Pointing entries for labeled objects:
# # # #

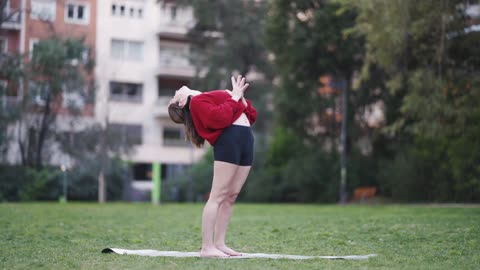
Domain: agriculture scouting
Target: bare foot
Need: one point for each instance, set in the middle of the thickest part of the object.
(212, 253)
(229, 251)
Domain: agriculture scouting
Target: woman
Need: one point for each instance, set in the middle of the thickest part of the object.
(223, 118)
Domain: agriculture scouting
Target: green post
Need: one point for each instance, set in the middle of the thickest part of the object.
(156, 178)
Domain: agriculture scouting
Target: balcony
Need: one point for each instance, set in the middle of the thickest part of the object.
(161, 107)
(12, 20)
(175, 64)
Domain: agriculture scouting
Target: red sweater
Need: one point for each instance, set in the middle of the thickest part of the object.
(214, 111)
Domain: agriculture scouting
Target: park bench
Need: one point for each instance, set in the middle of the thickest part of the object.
(364, 193)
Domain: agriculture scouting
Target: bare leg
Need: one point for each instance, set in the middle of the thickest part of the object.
(223, 173)
(226, 208)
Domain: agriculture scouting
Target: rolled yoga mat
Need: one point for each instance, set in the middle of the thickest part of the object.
(157, 253)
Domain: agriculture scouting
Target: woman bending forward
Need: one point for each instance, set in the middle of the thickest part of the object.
(223, 118)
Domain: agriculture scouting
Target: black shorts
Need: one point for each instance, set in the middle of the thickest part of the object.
(235, 145)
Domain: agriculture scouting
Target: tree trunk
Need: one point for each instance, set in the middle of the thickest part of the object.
(42, 134)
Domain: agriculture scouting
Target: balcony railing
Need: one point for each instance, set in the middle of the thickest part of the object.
(11, 20)
(174, 60)
(161, 107)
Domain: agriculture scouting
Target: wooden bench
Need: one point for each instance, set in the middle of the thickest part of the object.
(364, 193)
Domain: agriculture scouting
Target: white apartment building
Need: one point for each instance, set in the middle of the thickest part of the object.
(141, 59)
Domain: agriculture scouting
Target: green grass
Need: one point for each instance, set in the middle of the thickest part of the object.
(71, 236)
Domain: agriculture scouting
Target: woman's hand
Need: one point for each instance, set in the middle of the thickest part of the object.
(239, 87)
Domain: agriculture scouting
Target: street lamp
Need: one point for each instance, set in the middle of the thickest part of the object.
(341, 84)
(63, 198)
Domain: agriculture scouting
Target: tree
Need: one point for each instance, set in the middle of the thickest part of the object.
(309, 42)
(55, 72)
(430, 63)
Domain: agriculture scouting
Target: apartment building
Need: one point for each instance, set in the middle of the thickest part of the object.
(10, 42)
(30, 21)
(142, 58)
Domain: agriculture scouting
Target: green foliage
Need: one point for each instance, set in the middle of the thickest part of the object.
(431, 89)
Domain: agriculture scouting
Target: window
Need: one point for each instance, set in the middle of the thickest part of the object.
(43, 10)
(173, 13)
(127, 50)
(174, 137)
(129, 134)
(38, 93)
(77, 13)
(130, 92)
(167, 87)
(174, 54)
(73, 100)
(128, 10)
(33, 42)
(3, 44)
(142, 171)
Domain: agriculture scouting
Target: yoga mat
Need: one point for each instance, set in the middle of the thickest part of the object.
(157, 253)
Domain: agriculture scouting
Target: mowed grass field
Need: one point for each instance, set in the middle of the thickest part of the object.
(71, 236)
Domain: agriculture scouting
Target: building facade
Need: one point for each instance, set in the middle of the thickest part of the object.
(142, 58)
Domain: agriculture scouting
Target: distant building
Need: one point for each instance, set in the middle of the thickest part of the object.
(142, 58)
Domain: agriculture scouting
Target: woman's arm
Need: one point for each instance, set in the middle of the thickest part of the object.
(214, 116)
(249, 111)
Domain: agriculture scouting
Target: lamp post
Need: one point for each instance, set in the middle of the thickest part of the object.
(342, 86)
(63, 198)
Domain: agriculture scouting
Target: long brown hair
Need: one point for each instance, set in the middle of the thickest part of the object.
(182, 115)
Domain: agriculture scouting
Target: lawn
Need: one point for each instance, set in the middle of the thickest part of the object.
(71, 236)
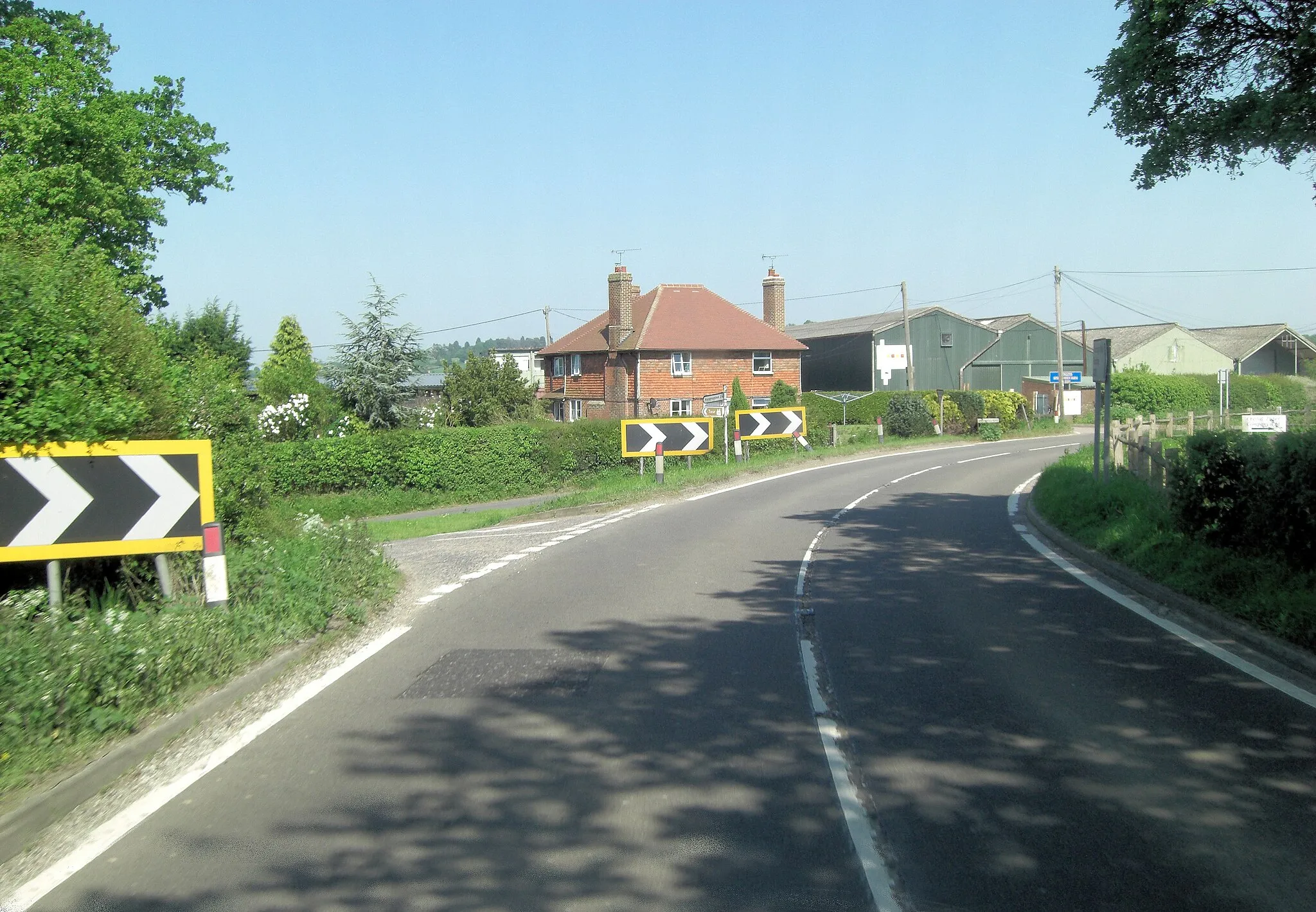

# # # #

# [Exercise instructions]
Gather every line of the records above that contains the string "balcony", and copy each one in full.

# [Solution below]
Target: balcony
Target: balcony railing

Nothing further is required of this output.